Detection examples
⁂
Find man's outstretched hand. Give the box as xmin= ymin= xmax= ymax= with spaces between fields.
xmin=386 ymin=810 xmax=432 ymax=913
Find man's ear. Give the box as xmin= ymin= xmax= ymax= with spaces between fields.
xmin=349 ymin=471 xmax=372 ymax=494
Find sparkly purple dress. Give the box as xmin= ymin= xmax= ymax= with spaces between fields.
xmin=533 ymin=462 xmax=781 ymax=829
⁂
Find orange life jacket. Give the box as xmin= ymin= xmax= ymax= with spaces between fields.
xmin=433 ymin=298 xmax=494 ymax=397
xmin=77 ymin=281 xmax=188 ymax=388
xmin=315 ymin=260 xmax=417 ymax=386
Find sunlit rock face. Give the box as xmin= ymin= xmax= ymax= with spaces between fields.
⁂
Written exercise
Reproduce the listing above word for word, beginning with the line containing "Find man's outstretched" and continuing through the line containing "xmin=533 ymin=462 xmax=781 ymax=829".

The answer
Find man's outstretched hand. Give the box as xmin= ymin= xmax= ymax= with spaces between fields.
xmin=386 ymin=810 xmax=432 ymax=913
Find man's ear. Give the box as xmin= ymin= xmax= ymax= with spaces between fields.
xmin=349 ymin=471 xmax=372 ymax=494
Find sparkly purple dress. Give the box as xmin= ymin= xmax= ymax= with spaces between fields.
xmin=533 ymin=462 xmax=781 ymax=829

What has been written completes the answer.